EXCERPT:
Episode 39 - Show Notes & Advice

episode 39 | show notes & advice

episode description

This episode is all about bulbs to plant now to give us lovely things to look at from Christmas and early in the New Year.


Forcing bulbs indoors is a great way to provide lots of colour and scent over the winter months, until things start emerging in the garden in February.


Planting these bulbs guarantees wonderment for January and February and, if you get going soon, you will have flowers for Christmas. 


Focusing on narcissi, amaryllis and hyacinths, this week Sarah and Arthur discuss their favourite varieties and offer advice on when, where and how to force your bulbs for  maximum impact.

in this episode, discover...

  • What 'forcing' means and why it is a good job to do now in time for Christmas and the New Year
  • Sarah and Arthur share their favourite varieties of amaryllis, hyacinth and narcissi
  • Quick guides to the best way to force each bulb and which materials to use
  • How to support top-heavy amaryllis and hyacinths using lichen covered hawthorn branches, creating living sculptures
  • Borrowing from nature to top-dress pots using moss and leaves
  • Instructions on how to create a narcissi tiered wedding cake table arrangement - a Raven family Christmas tradition

links and references



episode 39 advice sheet

Forcing Bulbs


Forcing means the bulbs are lifted and put straight into the cold for 4-6 weeks before planting – which tricks it into growing a few weeks early. They think they’ve had winter and when in the warmth, come into growth as they would in spring. Buying specially prepared forced bulbs means they have already had this treatment and, if planted now, should flower at Christmas or early in the New Year.


Our favourites 


Amaryllis


As Arthur says these are the circus clowns of winter, splendid and a little bit crazy. He plants them in a group of 3 in a huge bowl, not as singles. That’s how they look their very best. Plant in a vintage bowl with good support. You need a container with a good weight to balance the huge, heavy flower stems. 

  • Before planting, rehydrate the fleshy roots in a baking tray of water overnight. 
  • Plant into the container with a good few inches of grit in the bottom of the pot before you fill with compost.
  • Make a hollow to plant them in the compost, in 3’s ideally, rather than singles. 
  • Plant the bulb with 1/4 -1/3 of it showing above the surface of the compost.
  • Don’t water into the neck of the bulb, as they can easily rot, only water the compost carefully around it. 
  • To start them into growth, place them somewhere to grow without a temperature swing from hot to cold. Near a radiator is good. 
  • Plant and then create a supportive nest of chunky branches of e.g., crab apple or hawthorn so they don’t collapse once in full flower. Silver birch tends not to be strong enough for support. Or use an amaryllis frame. 
  • Festoon with fairy lights.

Amaryllis care notes: See Sarah’s video on amaryllis planting at https://www.sarahraven.com/articles/plant-grow-amaryllis


Good amaryllis varieties for forcing

  • ‘Papillio’ Looks like an exotic butterfly, with a greeny base with strong crimson markings. 
  • ‘Green Star’ Like a gin and tonic, an elderflower cordial green.
  • ‘Mandela’ - Plum pudding, deep crimson red. The darkest of the lot we’ve trialled and has a crimson wash over the buds, stems and first leaves too. This is a smaller one, which makes it elegant and classy.

DIRECTIONS: Decide whether each statement below agrees with the episode notes. For each, answer yes or no and quote the words of the notes that settle it. 1. Arthur plants his amaryllis one bulb per container. 2. Silver birch branches are recommended as the sturdiest support for amaryllis. 3. Amaryllis roots should be soaked in water overnight before planting.

DATA EXTRACT:

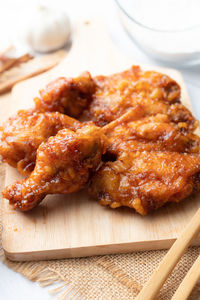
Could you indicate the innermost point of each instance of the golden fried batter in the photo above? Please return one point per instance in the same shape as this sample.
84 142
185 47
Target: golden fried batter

WORKED SOLUTION:
1. No: "He plants them in a group of 3 in a huge bowl, not as singles."
2. No: "Silver birch tends not to be strong enough for support."
3. Yes: "Before planting, rehydrate the fleshy roots in a baking tray of water overnight."